# Directions for this task
Arrange the records below as a numbered list, leaving out blank lines and the pictures.

# Dataset
###

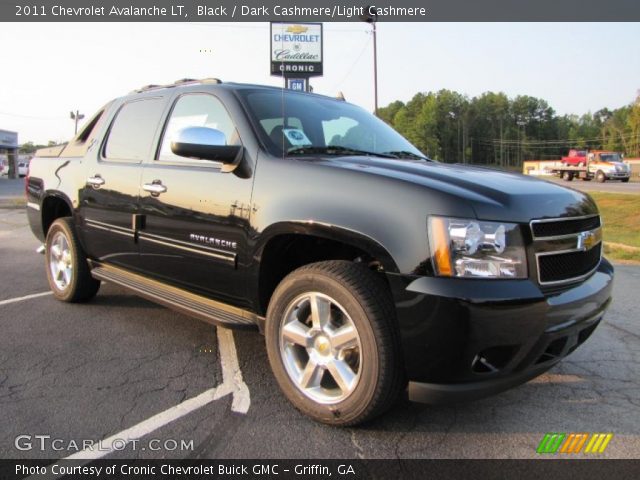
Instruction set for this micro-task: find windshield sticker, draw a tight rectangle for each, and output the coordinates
[282,128,311,147]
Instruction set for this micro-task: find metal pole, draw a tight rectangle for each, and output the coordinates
[372,21,378,117]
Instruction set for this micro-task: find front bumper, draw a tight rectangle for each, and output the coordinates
[388,259,613,403]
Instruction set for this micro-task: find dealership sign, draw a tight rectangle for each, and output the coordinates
[271,22,322,78]
[0,130,18,148]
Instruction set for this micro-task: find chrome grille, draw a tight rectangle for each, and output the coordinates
[531,215,602,285]
[531,215,600,238]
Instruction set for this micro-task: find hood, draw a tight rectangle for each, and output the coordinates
[302,156,597,223]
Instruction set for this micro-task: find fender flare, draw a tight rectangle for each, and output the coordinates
[253,220,399,273]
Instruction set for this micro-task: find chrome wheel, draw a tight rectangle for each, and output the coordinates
[49,232,73,290]
[279,292,362,404]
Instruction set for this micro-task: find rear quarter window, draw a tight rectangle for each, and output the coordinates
[104,97,165,162]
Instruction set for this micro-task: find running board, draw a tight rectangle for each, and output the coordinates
[91,262,264,328]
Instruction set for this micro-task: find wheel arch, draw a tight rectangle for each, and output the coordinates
[40,190,74,237]
[253,222,399,314]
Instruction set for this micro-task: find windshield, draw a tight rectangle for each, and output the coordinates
[239,90,425,159]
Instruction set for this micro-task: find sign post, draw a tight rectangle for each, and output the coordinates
[271,22,323,92]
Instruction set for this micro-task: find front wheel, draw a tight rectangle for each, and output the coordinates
[265,261,404,426]
[45,217,100,302]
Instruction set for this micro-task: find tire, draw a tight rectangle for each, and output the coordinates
[45,217,100,302]
[265,261,405,426]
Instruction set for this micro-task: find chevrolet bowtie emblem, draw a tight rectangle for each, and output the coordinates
[287,25,309,35]
[576,232,598,252]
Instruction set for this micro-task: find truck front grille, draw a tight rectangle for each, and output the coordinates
[531,215,600,238]
[538,243,602,283]
[531,215,602,288]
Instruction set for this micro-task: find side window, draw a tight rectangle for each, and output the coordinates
[158,93,240,165]
[104,98,164,162]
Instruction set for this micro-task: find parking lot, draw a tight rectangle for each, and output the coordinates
[542,177,640,195]
[0,209,640,459]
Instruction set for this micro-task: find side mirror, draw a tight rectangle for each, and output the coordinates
[171,127,242,172]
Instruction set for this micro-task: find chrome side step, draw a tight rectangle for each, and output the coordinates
[91,262,264,328]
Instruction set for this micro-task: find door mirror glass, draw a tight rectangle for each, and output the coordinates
[171,127,242,164]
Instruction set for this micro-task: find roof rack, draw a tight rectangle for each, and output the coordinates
[129,78,222,93]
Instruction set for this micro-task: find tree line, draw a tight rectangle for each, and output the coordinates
[378,90,640,168]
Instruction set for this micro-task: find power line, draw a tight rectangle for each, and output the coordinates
[0,112,62,120]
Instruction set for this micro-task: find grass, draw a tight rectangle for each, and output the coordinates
[590,192,640,264]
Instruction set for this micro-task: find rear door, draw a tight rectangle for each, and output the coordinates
[138,92,252,306]
[79,96,166,269]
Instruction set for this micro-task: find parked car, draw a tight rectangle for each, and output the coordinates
[18,161,29,178]
[27,80,613,425]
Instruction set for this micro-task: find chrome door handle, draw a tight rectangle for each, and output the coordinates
[142,181,167,195]
[87,175,104,188]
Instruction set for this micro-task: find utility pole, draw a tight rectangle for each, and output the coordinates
[360,6,378,117]
[516,120,527,167]
[70,110,84,135]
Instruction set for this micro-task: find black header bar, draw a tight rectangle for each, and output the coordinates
[0,0,640,22]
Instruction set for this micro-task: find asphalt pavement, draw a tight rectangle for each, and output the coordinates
[0,209,640,459]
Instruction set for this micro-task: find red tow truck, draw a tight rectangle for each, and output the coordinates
[550,149,631,183]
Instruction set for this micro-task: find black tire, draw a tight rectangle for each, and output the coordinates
[265,261,406,426]
[45,217,100,302]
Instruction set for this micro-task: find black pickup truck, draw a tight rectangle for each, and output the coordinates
[27,79,613,425]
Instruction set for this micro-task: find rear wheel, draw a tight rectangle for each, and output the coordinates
[265,261,404,426]
[45,217,100,302]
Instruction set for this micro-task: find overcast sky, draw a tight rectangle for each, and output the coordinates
[0,23,640,143]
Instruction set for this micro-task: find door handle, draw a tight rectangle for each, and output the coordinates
[87,174,104,188]
[142,180,167,197]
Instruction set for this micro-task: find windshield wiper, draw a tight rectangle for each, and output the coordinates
[384,150,433,162]
[287,145,398,158]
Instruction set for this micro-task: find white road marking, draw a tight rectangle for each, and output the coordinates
[0,292,53,306]
[28,327,251,480]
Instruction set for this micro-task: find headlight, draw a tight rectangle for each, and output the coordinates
[429,217,527,278]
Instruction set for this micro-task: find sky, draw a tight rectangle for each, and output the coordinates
[0,22,640,143]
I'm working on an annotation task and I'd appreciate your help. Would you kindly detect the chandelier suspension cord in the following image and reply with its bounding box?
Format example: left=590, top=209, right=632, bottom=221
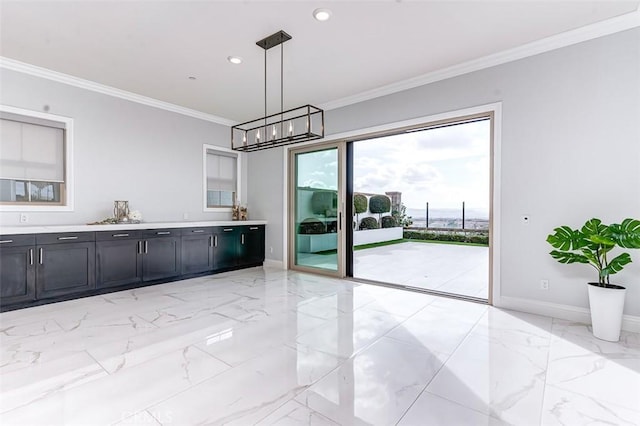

###

# Exercise response
1. Instruction set for this micro-task: find windshield sticker, draw a tight rectangle for each, and output the coordinates
2. [282,128,311,147]
3. Instruction set for this micro-task: find metal pole, draw a tight rectangle for each, and output the coordinates
4. [372,21,378,117]
5. Instruction set for this micro-task: find front bumper, draw a tight rectangle for each, and output the coordinates
6. [388,259,613,403]
7. Instruction set for this micro-task: find dealership sign, draw a tight rectangle for each, and output the coordinates
8. [271,22,322,78]
9. [0,130,18,148]
10. Instruction set for this micro-task: find chrome grille, draw a tight rectangle for each, and output the coordinates
11. [531,215,602,285]
12. [531,215,600,238]
13. Instruction set for this micro-task: find hood, draw a tight rectangle for each, and output the coordinates
14. [302,156,597,223]
15. Instruction set for this micro-task: find fender flare, draw a tight rectangle for each, and output the coordinates
16. [253,220,399,273]
17. Instruction set for this micro-task: find chrome wheel, draw a tight rectangle for each, and output the coordinates
18. [49,232,73,290]
19. [279,292,362,404]
20. Instruction set for this micro-task: find rear quarter window, draw a tight rectangle for each, and output the coordinates
21. [104,97,165,162]
22. Instruction set for this micro-task: find running board, draw a tight rectangle for each, and output the coordinates
23. [91,262,264,328]
24. Instruction set for this micro-task: find wheel arch, draw a tight rectangle for each, and output the coordinates
25. [40,190,74,237]
26. [253,222,399,314]
27. Instruction set for this micro-task: find windshield, draw a tight rectangle for each, and output the coordinates
28. [239,90,425,159]
29. Instruction set for this micro-task: find sign post, draw a tight rectangle for each, and output the coordinates
30. [271,22,323,92]
31. Instruction set for this micro-task: find front wheel, draw a tight rectangle for each, and output the coordinates
32. [265,261,404,426]
33. [45,217,100,302]
34. Instruction set for this micro-task: find tire, draw a tight rectangle for each, and output the coordinates
35. [45,217,100,302]
36. [265,261,405,426]
37. Instruction set for this micro-task: find chevrolet bowtie emblem, draw a tight rectangle for each, and output the coordinates
38. [287,25,309,35]
39. [576,232,598,252]
40. Instruction set for this micro-task: find truck front grille, draw a tight rectangle for each, and output the coordinates
41. [531,215,600,238]
42. [538,243,602,283]
43. [531,215,602,288]
44. Instruction set for this micro-task: find side window, draw a tight rectangle for each, and output the coordinates
45. [158,93,240,165]
46. [104,98,164,162]
47. Instruction set for this micro-task: find parking lot, draw a tight rectangle for each, and output the coordinates
48. [542,177,640,195]
49. [0,209,640,459]
50. Instruction set for this micro-task: find side mirror, draw a tight rectangle for each, and output the coordinates
51. [171,127,242,172]
52. Instruction set for this micro-task: find chrome side step, draw a tight rectangle for each, and output the coordinates
53. [91,262,264,328]
54. Instruction set for this micro-task: find door mirror glass, draw a tight rectangle for each, and output the coordinates
55. [171,127,242,164]
56. Instruction set for this micro-task: find roof rack, draw a tight rectangle for each, and output the coordinates
57. [129,78,222,93]
58. Instruction set for this micro-task: find tree line, draw a tight rectangle for each, and output the coordinates
59. [378,90,640,168]
60. Instruction set for this micro-task: find power line, draw a tight rectangle for each, and output the coordinates
61. [0,112,62,120]
62. Instruction set for this micro-task: find grass, draw a tight rectangle for each, and output the coordinates
63. [590,192,640,264]
64. Instruction set for this micro-task: find rear door, draw a tight rectangle for each, and output the coordinates
65. [138,92,252,306]
66. [79,96,166,269]
67. Instruction set for this micro-task: find parked car, draw a tight rectangle for each, and output the coordinates
68. [18,161,29,178]
69. [27,80,613,425]
70. Instruction set for this micro-task: find chrome door handle, draw a tight rectangle for each, and output the coordinates
71. [142,181,167,195]
72. [87,175,104,188]
73. Instruction set for this micro-task: find utility pole, draw a tight rectangle for each, and output the coordinates
74. [360,6,378,117]
75. [516,120,527,167]
76. [70,110,84,135]
77. Instruction set for this micro-task: find black header bar, draw a tight rectangle for each, and output the coordinates
78. [0,0,640,22]
79. Instruction set for this micro-task: find asphalt pavement, draw a tight rectangle for each, and output the coordinates
80. [0,209,640,459]
81. Instruction set for this micro-task: find red tow truck, draw a tight rectangle for each, and output the coordinates
82. [550,149,631,183]
83. Instruction set for this micro-task: find black tire, draw a tight rectangle for each, and output the coordinates
84. [265,261,406,426]
85. [45,217,100,302]
86. Instruction set for this micro-task: find black pickup truck, draw a tight rectangle for each, and output the coordinates
87. [27,79,613,425]
88. Instruction set for this micro-task: find rear wheel, draw a tight rectangle for each, and output the coordinates
89. [265,261,404,426]
90. [45,217,100,302]
91. Instruction set for this micro-task: find overcast sky, draw a tight rectangle for each, and output the coordinates
92. [0,23,640,143]
93. Instruction set for this micro-task: find door handle, draw a tight rectangle for each, and output the coordinates
94. [87,174,104,188]
95. [142,180,167,197]
96. Instruction set for this micro-task: find windshield wiper, draw a tight rectangle for each, and output the coordinates
97. [384,150,433,162]
98. [287,145,398,158]
99. Instruction set for this micro-task: find white road marking, draw a tight rectangle for each, and output the coordinates
100. [0,292,53,306]
101. [28,327,251,480]
102. Instruction set for this micro-task: find headlight, draw a tight rectangle for each, and output the coordinates
103. [429,217,527,278]
104. Instruction set for this micro-task: find sky, draw a tight rectangle for each, and output the coordinates
105. [0,22,640,143]
106. I'm working on an annotation task and I'd appreciate your help. Would you kindly detect the chandelier suspension cord in the following image and reply with its bounding box?
107. Format example: left=590, top=209, right=632, bottom=221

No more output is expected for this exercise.